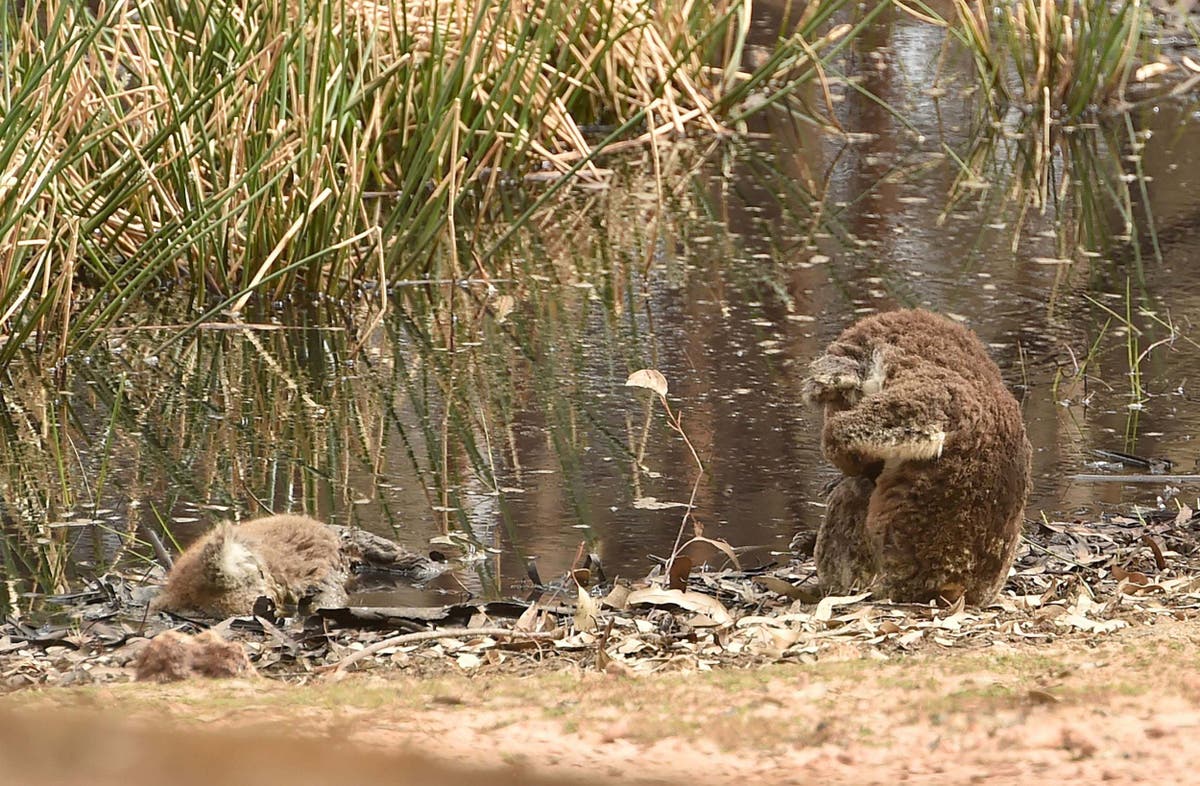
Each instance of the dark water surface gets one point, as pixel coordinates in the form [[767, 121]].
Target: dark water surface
[[519, 435]]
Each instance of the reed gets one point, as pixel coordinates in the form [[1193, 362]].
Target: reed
[[256, 150]]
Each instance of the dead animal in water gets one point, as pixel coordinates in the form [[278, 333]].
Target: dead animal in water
[[934, 456], [291, 559]]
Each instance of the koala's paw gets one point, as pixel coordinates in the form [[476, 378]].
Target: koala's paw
[[911, 442]]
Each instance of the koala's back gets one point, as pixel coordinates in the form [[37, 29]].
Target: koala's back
[[301, 555], [923, 517]]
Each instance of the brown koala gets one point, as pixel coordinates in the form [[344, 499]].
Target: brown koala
[[934, 455], [289, 559]]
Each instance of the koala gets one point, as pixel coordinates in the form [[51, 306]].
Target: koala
[[934, 457], [291, 559]]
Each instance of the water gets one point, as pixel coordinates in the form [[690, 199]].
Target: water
[[517, 431]]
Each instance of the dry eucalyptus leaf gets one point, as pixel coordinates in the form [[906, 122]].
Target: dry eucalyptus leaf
[[617, 598], [825, 609], [693, 601], [652, 503], [586, 611], [648, 378], [1151, 70]]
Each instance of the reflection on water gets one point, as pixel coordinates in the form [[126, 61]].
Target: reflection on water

= = = = =

THE REQUEST: Give again, word for word, the part of the items that opens with the first line after the picture and closes with the line containing "[[256, 150]]", both ends included. Leave the picture out of your answer.

RESULT FOR THIS TASK:
Each instance of the dark water surface gets one point, as pixel coordinates in the form [[767, 121]].
Target: dark water surface
[[519, 435]]
Each instance of the reed gets one point, as pixel coordinates in the form [[1193, 362]].
Target: reed
[[256, 150]]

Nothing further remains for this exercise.